==== PAGE EXCERPT
4  Data Visualisation

4.1 Why Visualisation Matters in Data Science

Effective visualisation is crucial for data science: it helps you communicate findings and enables pattern discovery. A well-designed chart can convey relationships instantly that would take paragraphs to explain in words. The reporting chapter covered the document that wraps your analysis; this chapter covers the charts and diagrams that go inside it.

Data visualisation serves multiple purposes in the data science workflow:

  1. Exploratory Data Analysis (EDA): Discovering patterns, outliers, and relationships
  2. Communication: Sharing insights with stakeholders
  3. Decision Support: Helping decision-makers understand complex data
  4. Monitoring: Tracking metrics and performance over time

The power of visualisation comes from leveraging human visual processing capabilities. Our brains process visual information much faster than text or numbers, so a good chart earns its place by saving the reader effort.

This chapter focuses on three practical categories:

  • Python visualisation libraries: matplotlib, seaborn, plotly
  • R visualisation libraries: ggplot2 and interactive wrappers
  • Code-based diagramming with Mermaid for flowcharts, ER diagrams, and architecture sketches

Interactive web dashboards built on top of these libraries (Shiny, Dash, Streamlit) are covered in the Web Development for Data Scientists chapter, since they’re fundamentally running web applications rather than visualisations embedded in a document.

4.2 Python Visualisation Libraries

Python offers several powerful libraries for data visualisation, each with different strengths and use cases.

4.2.1 Matplotlib: The Foundation

Matplotlib is the original Python visualisation library and serves as the foundation for many others. It provides precise control over every element of a plot.

Show code
import matplotlib.pyplot as plt
import numpy as np

# Generate data
x = np.linspace(0, 10, 100)
y = np.sin(x)

# Create a figure and axis
fig, ax = plt.subplots(figsize=(10, 6))

# Plot data
ax.plot(x, y, 'b-', linewidth=2, label='sin(x)')

# Add labels and title
ax.set_xlabel('X-axis', fontsize=14)
ax.set_ylabel('Y-axis', fontsize=14)
ax.set_title('Sine Wave', fontsize=16)

# Add grid and legend
ax.grid(True, linestyle='--', alpha=0.7)
ax.legend(fontsize=12)

# Save and show the figure
plt.savefig('sine_wave.png', dpi=300, bbox_inches='tight')
plt.show()
========
◆ **AIM OF THE EXERCISE**: Translate this sentence from the data visualization chapter into Spanish: "Matplotlib is the original Python visualisation library and serves as the foundation for many others."
==== SUPPLIED INFORMATION
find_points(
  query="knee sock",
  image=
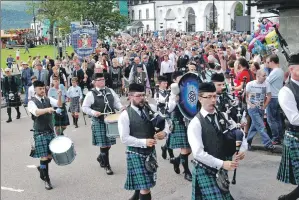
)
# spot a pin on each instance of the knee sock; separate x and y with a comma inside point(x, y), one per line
point(294, 194)
point(147, 196)
point(184, 161)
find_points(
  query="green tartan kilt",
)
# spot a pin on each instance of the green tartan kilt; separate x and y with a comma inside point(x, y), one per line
point(204, 186)
point(288, 171)
point(178, 138)
point(61, 119)
point(138, 178)
point(99, 137)
point(41, 142)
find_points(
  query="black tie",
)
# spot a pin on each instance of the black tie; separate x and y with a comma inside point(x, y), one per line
point(142, 115)
point(43, 102)
point(212, 117)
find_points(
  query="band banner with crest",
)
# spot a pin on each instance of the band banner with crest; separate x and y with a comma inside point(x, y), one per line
point(84, 40)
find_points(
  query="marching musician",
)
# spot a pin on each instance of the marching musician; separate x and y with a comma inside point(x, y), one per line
point(61, 119)
point(223, 98)
point(138, 134)
point(99, 101)
point(42, 108)
point(74, 93)
point(211, 149)
point(178, 138)
point(12, 88)
point(288, 98)
point(160, 97)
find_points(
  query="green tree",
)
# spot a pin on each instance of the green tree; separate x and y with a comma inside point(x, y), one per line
point(239, 9)
point(52, 10)
point(103, 13)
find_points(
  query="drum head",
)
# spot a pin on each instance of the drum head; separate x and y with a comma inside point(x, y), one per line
point(60, 144)
point(112, 118)
point(188, 103)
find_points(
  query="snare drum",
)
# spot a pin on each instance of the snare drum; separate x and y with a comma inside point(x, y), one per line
point(112, 125)
point(63, 151)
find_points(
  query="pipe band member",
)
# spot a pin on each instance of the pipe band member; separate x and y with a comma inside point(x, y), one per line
point(288, 98)
point(12, 88)
point(61, 119)
point(211, 149)
point(42, 108)
point(75, 96)
point(178, 138)
point(101, 99)
point(138, 134)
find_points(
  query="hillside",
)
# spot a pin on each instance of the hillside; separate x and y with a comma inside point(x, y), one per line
point(12, 19)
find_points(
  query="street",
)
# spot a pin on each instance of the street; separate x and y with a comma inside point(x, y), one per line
point(84, 179)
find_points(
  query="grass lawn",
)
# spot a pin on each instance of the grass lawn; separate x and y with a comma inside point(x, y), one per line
point(39, 50)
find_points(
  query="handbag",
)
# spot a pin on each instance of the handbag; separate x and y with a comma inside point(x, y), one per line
point(222, 180)
point(151, 164)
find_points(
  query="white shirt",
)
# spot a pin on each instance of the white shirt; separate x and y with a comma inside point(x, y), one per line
point(89, 100)
point(166, 67)
point(194, 133)
point(31, 92)
point(288, 104)
point(32, 106)
point(124, 130)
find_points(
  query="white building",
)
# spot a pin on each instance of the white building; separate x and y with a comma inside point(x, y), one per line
point(188, 16)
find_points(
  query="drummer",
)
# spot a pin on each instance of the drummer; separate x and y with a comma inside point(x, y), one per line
point(41, 107)
point(178, 138)
point(61, 119)
point(138, 134)
point(99, 101)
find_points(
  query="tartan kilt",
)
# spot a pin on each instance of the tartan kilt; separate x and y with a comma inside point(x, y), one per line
point(138, 178)
point(74, 105)
point(41, 143)
point(61, 119)
point(288, 171)
point(99, 137)
point(178, 138)
point(13, 103)
point(204, 186)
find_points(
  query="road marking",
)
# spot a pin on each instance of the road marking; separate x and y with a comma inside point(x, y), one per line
point(31, 166)
point(13, 120)
point(11, 189)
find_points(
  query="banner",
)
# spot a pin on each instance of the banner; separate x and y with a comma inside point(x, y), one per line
point(84, 40)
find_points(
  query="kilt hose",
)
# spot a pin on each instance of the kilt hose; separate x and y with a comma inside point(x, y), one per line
point(75, 105)
point(288, 171)
point(99, 137)
point(41, 143)
point(138, 178)
point(61, 119)
point(178, 138)
point(204, 185)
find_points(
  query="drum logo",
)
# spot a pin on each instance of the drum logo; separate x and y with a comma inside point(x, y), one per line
========
◆ **THE RESPONSE**: Matplotlib es la biblioteca original de visualización de Python y sirve como base para muchas otras.